### Given passage
● ● ● ●
Internet Telephony Comes of Age


A technology can be said to have come of age when prospective users stop asking "why" they should implement it and start asking "how." During the past six months, Internet-based telephony has come of age.

Even as standards committees work to prescribe a means of interconnecting gateways from different vendors, the Internet telephony industry is maturing, with providers using it to slash backbone transport costs, often without users knowing calls are going over the Internet. The first applications to boom have been pre- and post-paid calling cards, fax services, and the wholesaling of long-distance and international minutes. In provisioning these cost-saving services, providers install nodes in key countries so that calls made to access their networks are local. With the Internet as the backbone, cost is no longer distance-sensitive.

As the benefits of Internet telephony materialize, early adopters are finding that strategic network design and deployment are key to maximizing them. Technical planning, deployment, and implementation are part of the key decisions carriers and corporations must make at the outset to reap the greatest benefits from Internet telephony.

For carriers and ISPs to attract customers on the basis of cost while minimizing their own overhead, they must construct cost-optimized network backbones. Networks should be engineered to deliver reliable, high-quality voice, and they must scale easily and without service disruption. And because deploying IP-based voice services involves interfacing between the packet-based architecture of the Internet and the traditional circuit-switched PSTN, provider networks must interoperate with various telephony and Internet infrastructures in place around the world.

Carriers must first decide where to install gateways, and how much bandwidth to acquire. Once these investment decisions are made, the next steps are choosing an architecture platform, either a PC- or a chassis-based gateway, and devising strategies for fool-proof back-up and least-cost traffic routing. As always, providers must anticipate growth, change, and disaster, and the gateway architecture decision is paramount because it impacts all other issues, as well as costs.

Imagine picking up the phone and not getting a dial tone? Most users can't. So while packetized voice quality itself has evolved sufficiently to make Internet telephony a viable service platform, carriers and ISPs must also take steps to replicate the trademark reliability of the "voice world."

Reliability and quality are tied together, since providers need even greater control to guarantee fixed levels of performance. As user acceptance of Internet telephony grows, demand for pricing models based on service level agreements (SLAs) will surge. To meet increasing performance pressure from users, carriers must avail themselves of reliability options from the get-go and avoid costly network overhauls that disrupt service and return on investment (ROI) projections.

For starters, true carrier-grade gateways are essential. The right platform can go a long way in enhancing traffic prioritization and a carrier's ability to create classes of traffic. Gateways designed for voice, as opposed to modified data solutions, can actually complement the reliability facets of the IP cloud, going beyond things like the Resource Reservation Protocol (RSVP) now inching towards standardization. A strong gateway works with the network, increasing reliability by measuring latency and determining if and when to divert traffic to back up systems.

Reliability means never having to say your network crashed. One way to achieve failsafe backup is to maintain a parallel circuit-switched network. Tightly integrating the packet-based network with the circuit-switched world ensures automatic re-routing during connection failures. It also provides the low-cost redundancy needed to provision different classes and types of services. But this setup can be costly for carriers in growth mode if it means buying switches as well as gateways.
● ● ● ●
### Requests
#1 In the internet telephony text, why is the choice of gateway architecture described as paramount?
#2 Per the internet telephony text, which applications were the first to boom?
#3 Write out the part of the internet telephony text that begins at the words "Reliability means never" and stops after "well as gateways.", swapping "circuit-switched" for "traditional phone".
● ● ● ●
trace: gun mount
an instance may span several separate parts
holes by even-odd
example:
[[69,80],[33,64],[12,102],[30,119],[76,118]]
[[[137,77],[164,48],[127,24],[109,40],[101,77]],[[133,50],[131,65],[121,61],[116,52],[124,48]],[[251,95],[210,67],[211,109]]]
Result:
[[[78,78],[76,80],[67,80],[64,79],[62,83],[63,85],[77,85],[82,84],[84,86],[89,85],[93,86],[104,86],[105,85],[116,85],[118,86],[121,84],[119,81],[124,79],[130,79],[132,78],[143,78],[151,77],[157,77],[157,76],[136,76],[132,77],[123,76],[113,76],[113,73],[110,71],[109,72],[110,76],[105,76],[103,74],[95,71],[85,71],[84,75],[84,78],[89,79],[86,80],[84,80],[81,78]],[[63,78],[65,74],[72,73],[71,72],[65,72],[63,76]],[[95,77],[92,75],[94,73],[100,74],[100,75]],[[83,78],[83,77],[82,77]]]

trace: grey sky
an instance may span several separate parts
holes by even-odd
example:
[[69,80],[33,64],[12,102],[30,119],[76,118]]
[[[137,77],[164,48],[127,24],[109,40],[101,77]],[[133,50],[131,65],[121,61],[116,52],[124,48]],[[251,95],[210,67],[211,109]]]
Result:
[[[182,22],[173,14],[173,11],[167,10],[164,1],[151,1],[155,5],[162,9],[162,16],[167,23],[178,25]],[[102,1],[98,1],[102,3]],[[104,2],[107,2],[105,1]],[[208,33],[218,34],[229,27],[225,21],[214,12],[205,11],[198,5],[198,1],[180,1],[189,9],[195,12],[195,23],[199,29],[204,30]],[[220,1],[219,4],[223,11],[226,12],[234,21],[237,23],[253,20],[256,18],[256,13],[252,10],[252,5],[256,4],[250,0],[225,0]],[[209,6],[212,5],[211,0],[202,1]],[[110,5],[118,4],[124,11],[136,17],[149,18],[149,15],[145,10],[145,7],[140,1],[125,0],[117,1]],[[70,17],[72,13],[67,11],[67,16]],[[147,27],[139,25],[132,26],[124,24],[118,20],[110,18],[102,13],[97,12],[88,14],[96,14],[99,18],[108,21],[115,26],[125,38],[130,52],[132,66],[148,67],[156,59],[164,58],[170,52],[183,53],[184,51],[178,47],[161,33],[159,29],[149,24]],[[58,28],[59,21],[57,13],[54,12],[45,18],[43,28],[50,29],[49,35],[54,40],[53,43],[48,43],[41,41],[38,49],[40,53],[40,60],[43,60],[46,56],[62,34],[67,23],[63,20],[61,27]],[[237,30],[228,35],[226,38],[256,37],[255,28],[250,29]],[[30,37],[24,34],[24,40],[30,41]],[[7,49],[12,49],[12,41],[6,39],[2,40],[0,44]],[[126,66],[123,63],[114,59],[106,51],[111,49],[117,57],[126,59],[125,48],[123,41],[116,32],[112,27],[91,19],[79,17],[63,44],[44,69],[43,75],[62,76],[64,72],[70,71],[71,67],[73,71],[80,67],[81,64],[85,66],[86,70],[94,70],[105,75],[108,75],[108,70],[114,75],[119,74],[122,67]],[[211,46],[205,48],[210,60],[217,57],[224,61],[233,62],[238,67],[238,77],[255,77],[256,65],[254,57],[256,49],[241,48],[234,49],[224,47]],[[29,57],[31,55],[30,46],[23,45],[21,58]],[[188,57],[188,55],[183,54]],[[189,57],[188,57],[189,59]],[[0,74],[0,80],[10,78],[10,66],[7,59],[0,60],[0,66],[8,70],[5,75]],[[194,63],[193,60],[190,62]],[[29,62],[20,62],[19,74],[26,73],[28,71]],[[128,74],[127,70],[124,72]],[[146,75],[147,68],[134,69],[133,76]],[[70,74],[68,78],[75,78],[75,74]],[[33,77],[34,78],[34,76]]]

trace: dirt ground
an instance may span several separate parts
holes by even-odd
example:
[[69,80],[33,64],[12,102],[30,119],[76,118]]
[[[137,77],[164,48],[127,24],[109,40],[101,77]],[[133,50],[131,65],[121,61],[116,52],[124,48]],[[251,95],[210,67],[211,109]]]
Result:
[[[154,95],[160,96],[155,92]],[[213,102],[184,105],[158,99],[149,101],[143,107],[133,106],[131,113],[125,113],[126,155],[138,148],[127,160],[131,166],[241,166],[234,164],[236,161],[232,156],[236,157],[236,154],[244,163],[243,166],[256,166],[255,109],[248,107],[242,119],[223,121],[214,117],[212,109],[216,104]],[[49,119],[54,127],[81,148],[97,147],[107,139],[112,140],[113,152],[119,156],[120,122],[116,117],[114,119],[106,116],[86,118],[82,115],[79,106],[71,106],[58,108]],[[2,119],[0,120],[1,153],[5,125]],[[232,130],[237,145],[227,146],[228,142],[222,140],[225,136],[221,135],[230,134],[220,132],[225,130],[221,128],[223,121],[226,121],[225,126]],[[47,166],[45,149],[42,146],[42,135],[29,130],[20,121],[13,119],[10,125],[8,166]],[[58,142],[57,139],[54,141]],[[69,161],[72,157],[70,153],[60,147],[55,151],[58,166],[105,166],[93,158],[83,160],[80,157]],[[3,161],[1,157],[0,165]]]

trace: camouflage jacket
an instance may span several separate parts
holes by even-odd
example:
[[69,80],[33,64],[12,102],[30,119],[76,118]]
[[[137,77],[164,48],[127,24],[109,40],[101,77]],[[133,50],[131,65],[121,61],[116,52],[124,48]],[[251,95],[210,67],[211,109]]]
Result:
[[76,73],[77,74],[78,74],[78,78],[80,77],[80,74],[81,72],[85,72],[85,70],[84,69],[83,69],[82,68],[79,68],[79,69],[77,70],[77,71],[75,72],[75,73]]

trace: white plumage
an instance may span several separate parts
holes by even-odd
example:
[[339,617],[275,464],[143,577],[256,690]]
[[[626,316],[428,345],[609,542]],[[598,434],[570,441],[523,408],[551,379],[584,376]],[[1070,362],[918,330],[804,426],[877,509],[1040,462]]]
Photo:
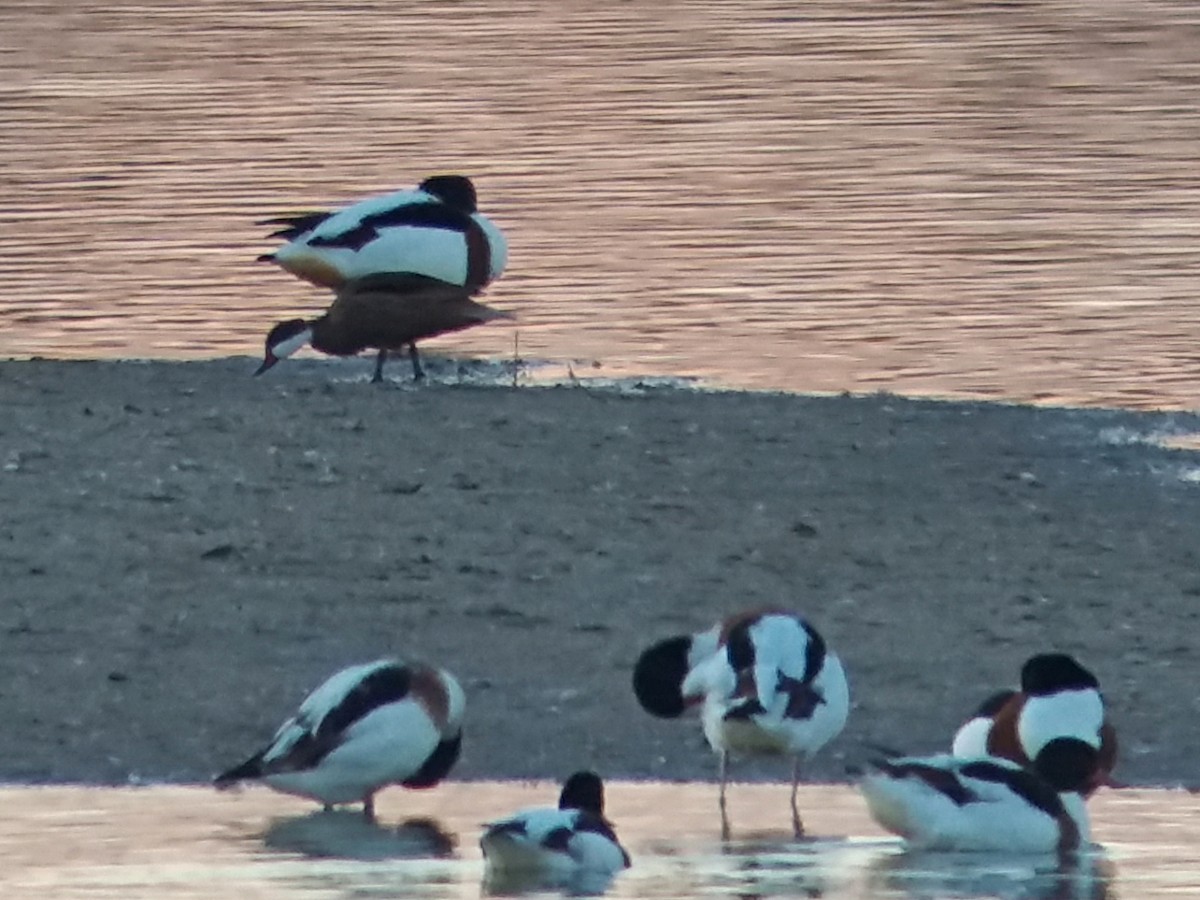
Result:
[[638,659],[634,690],[644,709],[665,718],[702,704],[704,737],[720,757],[722,832],[731,754],[793,758],[792,827],[803,832],[796,808],[800,762],[836,737],[850,714],[841,661],[808,622],[755,611],[660,641]]
[[1008,760],[949,754],[878,761],[860,784],[884,829],[928,850],[1067,852],[1088,838],[1074,791]]
[[445,670],[389,659],[350,666],[215,784],[262,780],[325,806],[362,802],[372,816],[382,787],[431,787],[446,775],[458,758],[464,706]]
[[288,244],[260,259],[320,287],[382,272],[410,272],[450,284],[484,284],[508,263],[503,232],[475,206],[462,175],[368,197],[334,212],[268,220]]
[[630,864],[604,817],[604,785],[590,772],[577,772],[564,782],[557,809],[527,809],[488,822],[479,842],[493,878],[604,880]]

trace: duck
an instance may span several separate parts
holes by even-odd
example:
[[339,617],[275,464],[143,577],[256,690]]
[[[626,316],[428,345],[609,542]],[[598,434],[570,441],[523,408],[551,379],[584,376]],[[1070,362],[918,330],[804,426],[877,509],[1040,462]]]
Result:
[[667,637],[638,656],[632,680],[652,715],[673,719],[701,707],[704,737],[719,758],[724,838],[731,754],[792,757],[792,832],[804,834],[802,763],[841,733],[850,714],[841,660],[808,620],[787,610],[751,610],[707,631]]
[[878,758],[859,788],[875,821],[914,848],[1066,854],[1090,839],[1084,790],[1096,756],[1060,737],[1028,767],[952,754]]
[[504,233],[479,212],[466,175],[432,175],[415,188],[368,197],[340,210],[268,218],[287,241],[258,257],[318,287],[337,289],[378,272],[412,272],[481,288],[508,263]]
[[554,882],[587,874],[608,878],[630,857],[604,815],[604,781],[594,772],[571,774],[557,808],[526,809],[487,822],[479,840],[491,875],[528,875]]
[[286,319],[266,334],[263,362],[254,372],[263,374],[281,359],[305,344],[335,356],[352,356],[376,349],[374,374],[383,380],[389,350],[408,348],[413,379],[425,378],[416,342],[426,337],[461,331],[496,319],[511,319],[476,301],[474,292],[425,275],[379,272],[353,278],[338,286],[334,302],[318,318]]
[[971,716],[959,726],[950,740],[950,752],[959,757],[988,756],[988,736],[996,713],[1004,708],[1019,691],[1006,688],[990,695]]
[[1096,676],[1066,653],[1039,653],[1021,666],[1020,690],[992,695],[955,733],[955,756],[1000,756],[1028,766],[1049,742],[1078,738],[1096,749],[1090,797],[1112,784],[1117,732]]
[[214,779],[218,790],[262,781],[326,810],[389,785],[433,787],[458,761],[466,697],[457,679],[424,662],[379,659],[326,679],[248,760]]

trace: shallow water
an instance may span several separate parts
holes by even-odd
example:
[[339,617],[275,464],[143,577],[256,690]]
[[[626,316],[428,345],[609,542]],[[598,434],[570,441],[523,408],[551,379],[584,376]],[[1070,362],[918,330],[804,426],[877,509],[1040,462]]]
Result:
[[[254,221],[476,178],[434,342],[750,388],[1195,406],[1190,2],[4,6],[0,355],[260,352]],[[282,373],[280,373],[282,374]]]
[[[1200,895],[1200,799],[1117,791],[1092,803],[1100,850],[1079,869],[1046,860],[912,854],[857,793],[803,791],[812,835],[790,834],[787,788],[736,785],[733,836],[718,836],[712,785],[613,784],[608,815],[634,868],[614,898],[1180,898]],[[479,823],[542,805],[553,785],[450,784],[389,791],[379,826],[265,790],[7,787],[0,893],[11,898],[461,898],[535,893],[484,884]]]

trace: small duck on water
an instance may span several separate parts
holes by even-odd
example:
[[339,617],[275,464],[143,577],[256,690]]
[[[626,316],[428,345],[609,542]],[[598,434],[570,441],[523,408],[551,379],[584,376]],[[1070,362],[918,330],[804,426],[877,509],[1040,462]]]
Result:
[[1020,684],[989,697],[955,733],[952,752],[1030,766],[1051,740],[1075,738],[1097,751],[1085,796],[1111,784],[1117,733],[1096,676],[1066,653],[1039,653],[1021,666]]
[[1090,838],[1084,790],[1096,756],[1056,738],[1030,768],[949,754],[876,760],[859,786],[875,821],[913,847],[1066,854]]
[[425,377],[416,342],[512,316],[478,302],[469,288],[424,275],[380,272],[342,283],[316,319],[287,319],[266,335],[262,374],[305,344],[334,356],[378,350],[372,382],[383,380],[390,350],[408,348],[413,378]]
● ● ● ●
### Answers in order
#1 It is paramount because it affects every other issue, as well as costs.

#2
- Pre- and post-paid calling cards
- Fax services
- Wholesaling of long-distance and international minutes

#3
Reliability means never having to say your network crashed. One way to achieve failsafe backup is to maintain a parallel traditional phone network. Tightly integrating the packet-based network with the traditional phone world ensures automatic re-routing during connection failures. It also provides the low-cost redundancy needed to provision different classes and types of services. But this setup can be costly for carriers in growth mode if it means buying switches as well as gateways.